• **Compito assegnato 1**
Per ciascuna affermazione indica se concorda con l'articolo sulla recidiva qualificata, rispondendo sì o no e citando tra virgolette le parole esatte del testo che lo stabiliscono: (a) il giudice di primo grado aveva fissato la pena base in sei mesi di reclusione; (b) il Procuratore Generale contestava la colpevolezza dell'imputato; (c) per la recidiva qualificata la norma prevede un aumento di pena pari alla metà.
• **Compito assegnato 2**
Trascrivi dall'articolo sulla recidiva qualificata la parte che si apre con le parole contenenti "Tuttavia, proprio nel" e si chiude con "libertà personale dell’imputato.".
• **Compito assegnato 3**
Prosegui l'articolo sulla recidiva qualificata dal punto in cui si interrompe.

• **Pagina**
Recidiva qualificata e calcolo della pena: la Cassazione fa chiarezza
La corretta determinazione della pena è un principio cardine del nostro sistema giudiziario. Una recente sentenza della Corte di Cassazione (n. 46326/2024) ha ribadito questo concetto, intervenendo per correggere un errore di calcolo commesso da un tribunale in un caso di resistenza a pubblico ufficiale aggravato da recidiva qualificata. Questa decisione sottolinea l’importanza di una rigorosa applicazione delle norme che disciplinano gli aumenti di pena, in particolare quando si tratta di istituti complessi come la recidiva.
I Fatti del Caso
Il Tribunale di Bergamo aveva condannato un imputato per il reato di resistenza continuata a pubblico ufficiale. Oltre al reato base, all’imputato era stata contestata e riconosciuta la recidiva qualificata, una circostanza che prevede un sensibile aumento della sanzione. Il giudice di primo grado aveva fissato la pena base in sei mesi di reclusione. Su questa base, aveva poi applicato un primo aumento per la recidiva e un secondo per la continuazione tra i vari episodi di resistenza, arrivando a una pena finale di un anno.
Tuttavia, proprio nel calcolare l’aumento per la recidiva si è annidato l’errore.
Il Ricorso del Procuratore Generale: Errore di Calcolo sulla recidiva qualificata
Il Procuratore Generale presso la Corte d’Appello di Brescia ha presentato ricorso in Cassazione, non contestando la colpevolezza dell’imputato, ma esclusivamente il metodo di calcolo della pena. Secondo il Procuratore, il Tribunale aveva violato l’articolo 99, quarto comma, del codice penale.
La norma prevede che, in caso di recidiva qualificata, l’aumento di pena da applicare sia pari a due terzi. Il giudice di merito, invece, aveva aumentato la pena base di sei mesi di soli tre mesi, applicando quindi un aumento della metà e non dei due terzi come prescritto. Un errore matematico con dirette conseguenze sulla libertà personale dell’imputato.

• **Dati forniti**
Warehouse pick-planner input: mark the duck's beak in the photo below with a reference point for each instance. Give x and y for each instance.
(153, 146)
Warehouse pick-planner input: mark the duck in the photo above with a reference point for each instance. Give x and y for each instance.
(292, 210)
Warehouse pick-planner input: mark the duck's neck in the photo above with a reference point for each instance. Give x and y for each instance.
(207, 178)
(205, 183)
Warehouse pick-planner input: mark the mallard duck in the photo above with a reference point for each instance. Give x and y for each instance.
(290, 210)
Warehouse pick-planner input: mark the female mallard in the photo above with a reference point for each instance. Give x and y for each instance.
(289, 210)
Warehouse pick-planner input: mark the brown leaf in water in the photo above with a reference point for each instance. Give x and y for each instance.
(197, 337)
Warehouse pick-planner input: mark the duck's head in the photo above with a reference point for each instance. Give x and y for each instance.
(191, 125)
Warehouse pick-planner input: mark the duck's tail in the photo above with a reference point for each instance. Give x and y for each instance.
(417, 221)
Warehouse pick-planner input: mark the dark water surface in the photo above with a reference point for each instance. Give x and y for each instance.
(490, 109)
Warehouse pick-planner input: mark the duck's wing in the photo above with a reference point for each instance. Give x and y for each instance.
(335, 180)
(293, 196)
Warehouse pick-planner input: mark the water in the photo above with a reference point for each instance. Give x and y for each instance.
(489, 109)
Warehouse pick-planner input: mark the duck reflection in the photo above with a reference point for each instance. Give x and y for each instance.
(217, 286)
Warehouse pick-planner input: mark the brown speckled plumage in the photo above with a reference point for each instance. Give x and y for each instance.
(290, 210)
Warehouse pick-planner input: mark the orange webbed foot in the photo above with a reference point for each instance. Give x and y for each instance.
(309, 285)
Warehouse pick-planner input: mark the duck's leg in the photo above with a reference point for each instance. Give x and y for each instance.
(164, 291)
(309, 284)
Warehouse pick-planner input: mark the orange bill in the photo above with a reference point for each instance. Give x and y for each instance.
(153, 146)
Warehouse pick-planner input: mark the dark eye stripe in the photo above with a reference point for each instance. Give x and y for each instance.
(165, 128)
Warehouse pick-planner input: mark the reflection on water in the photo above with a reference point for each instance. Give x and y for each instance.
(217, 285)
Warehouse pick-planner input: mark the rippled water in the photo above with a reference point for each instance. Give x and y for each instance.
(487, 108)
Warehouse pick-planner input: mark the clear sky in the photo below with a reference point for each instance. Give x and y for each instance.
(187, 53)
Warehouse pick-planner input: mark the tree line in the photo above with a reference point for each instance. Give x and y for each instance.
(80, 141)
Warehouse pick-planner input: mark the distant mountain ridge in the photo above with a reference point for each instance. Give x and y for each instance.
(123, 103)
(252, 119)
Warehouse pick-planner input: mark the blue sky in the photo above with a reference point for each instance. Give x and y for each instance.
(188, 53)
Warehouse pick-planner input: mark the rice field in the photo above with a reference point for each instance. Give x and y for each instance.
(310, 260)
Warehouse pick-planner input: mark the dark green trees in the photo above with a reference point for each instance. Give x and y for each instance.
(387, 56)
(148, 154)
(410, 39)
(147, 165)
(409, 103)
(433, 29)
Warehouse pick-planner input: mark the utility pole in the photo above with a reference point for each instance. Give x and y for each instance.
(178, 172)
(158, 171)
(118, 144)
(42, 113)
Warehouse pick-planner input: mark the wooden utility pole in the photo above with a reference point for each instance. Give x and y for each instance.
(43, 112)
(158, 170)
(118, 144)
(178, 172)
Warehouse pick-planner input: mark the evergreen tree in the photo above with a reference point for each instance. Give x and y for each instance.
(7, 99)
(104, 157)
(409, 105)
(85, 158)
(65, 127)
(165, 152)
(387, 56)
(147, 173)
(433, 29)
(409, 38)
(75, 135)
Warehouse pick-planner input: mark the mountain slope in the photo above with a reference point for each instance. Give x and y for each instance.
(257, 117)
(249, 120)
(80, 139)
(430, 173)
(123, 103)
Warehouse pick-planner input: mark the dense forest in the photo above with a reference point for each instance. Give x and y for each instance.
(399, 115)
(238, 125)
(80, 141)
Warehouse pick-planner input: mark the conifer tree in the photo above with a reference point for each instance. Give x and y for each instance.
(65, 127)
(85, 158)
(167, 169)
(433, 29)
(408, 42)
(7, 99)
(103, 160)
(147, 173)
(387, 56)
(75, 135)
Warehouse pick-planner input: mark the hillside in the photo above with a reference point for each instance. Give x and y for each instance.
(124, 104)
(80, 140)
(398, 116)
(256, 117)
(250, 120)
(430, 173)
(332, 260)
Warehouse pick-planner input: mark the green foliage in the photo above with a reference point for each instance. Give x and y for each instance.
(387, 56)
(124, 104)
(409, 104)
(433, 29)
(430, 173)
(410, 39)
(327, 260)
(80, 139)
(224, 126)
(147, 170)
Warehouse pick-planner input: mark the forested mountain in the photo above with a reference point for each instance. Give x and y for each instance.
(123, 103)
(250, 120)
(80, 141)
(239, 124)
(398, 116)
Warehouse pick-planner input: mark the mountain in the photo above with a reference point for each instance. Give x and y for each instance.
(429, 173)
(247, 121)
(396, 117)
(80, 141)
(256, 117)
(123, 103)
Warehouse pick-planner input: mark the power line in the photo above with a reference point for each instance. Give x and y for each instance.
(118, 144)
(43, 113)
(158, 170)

• **Risposta finale 1**
(a) Sì: "Il giudice di primo grado aveva fissato la pena base in sei mesi di reclusione."
(b) No: "non contestando la colpevolezza dell’imputato, ma esclusivamente il metodo di calcolo della pena."
(c) No: "La norma prevede che, in caso di recidiva qualificata, l’aumento di pena da applicare sia pari a due terzi."

• **Risposta finale 2**
Tuttavia, proprio nel calcolare l’aumento per la recidiva si è annidato l’errore.
Il Ricorso del Procuratore Generale: Errore di Calcolo sulla recidiva qualificata
Il Procuratore Generale presso la Corte d’Appello di Brescia ha presentato ricorso in Cassazione, non contestando la colpevolezza dell’imputato, ma esclusivamente il metodo di calcolo della pena. Secondo il Procuratore, il Tribunale aveva violato l’articolo 99, quarto comma, del codice penale.
La norma prevede che, in caso di recidiva qualificata, l’aumento di pena da applicare sia pari a due terzi. Il giudice di merito, invece, aveva aumentato la pena base di sei mesi di soli tre mesi, applicando quindi un aumento della metà e non dei due terzi come prescritto. Un errore matematico con dirette conseguenze sulla libertà personale dell’imputato.

• **Risposta finale 3**
Le Motivazioni della Corte di Cassazione
La Sesta Sezione Penale della Corte di Cassazione ha ritenuto il ricorso pienamente fondato. Gli Ermellini hanno constatato l’evidente errore di calcolo. La pena base era stata fissata in sei mesi. L’aumento per la recidiva qualificata avrebbe dovuto essere di quattro mesi (i due terzi di sei), portando la pena a dieci mesi, e non di tre mesi come erroneamente calcolato dal Tribunale.
La Corte ha specificato che, trattandosi di un mero errore di calcolo e non essendo necessari ulteriori accertamenti di fatto, poteva procedere direttamente alla rideterminazione della pena, senza bisogno di rimandare il caso a un altro giudice. Questa facoltà è prevista dall’articolo 620, lettera l), del codice di procedura penale, che consente alla Cassazione di pronunciare un annullamento senza rinvio e di correggere direttamente la decisione impugnata.
Le Conclusioni
In conclusione, la Corte di Cassazione ha annullato la sentenza limitatamente al trattamento sanzionatorio. Procedendo alla correzione, ha ricalcolato la pena applicando correttamente l’aumento di quattro mesi per la recidiva sulla base di sei mesi, a cui ha poi aggiunto l’ulteriore aumento per la continuazione, fissando la pena finale e complessiva in un anno e un mese di reclusione. La sentenza rappresenta un importante promemoria sulla necessità di precisione e rigore nell’applicazione delle norme penali sostanziali, anche negli aspetti apparentemente più tecnici come il calcolo degli aumenti di pena.
Qual è stato l’errore commesso dal Tribunale nel calcolare la pena?
Il Tribunale ha applicato un aumento per la recidiva qualificata pari alla metà della pena base (tre mesi su sei), invece dell’aumento di due terzi (quattro mesi su sei) come previsto tassativamente dall’art. 99, quarto comma, del codice penale.
Qual è il corretto aumento di pena per la recidiva qualificata contestata nel caso?
Per la recidiva reiterata infraquinquennale, qualificata ai sensi dell’art. 99, quarto comma, cod. pen., la legge impone un aumento della pena nella misura fissa di due terzi.
Perché la Corte di Cassazione ha potuto modificare direttamente la pena senza un nuovo processo?
La Corte di Cassazione ha agito in base all’art. 620, lettera l), del codice di procedura penale. Questa norma le conferisce il potere di annullare la sentenza senza rinvio e rideterminare la pena quando l’errore è puramente giuridico o di calcolo e non richiede nuovi accertamenti sui fatti della causa.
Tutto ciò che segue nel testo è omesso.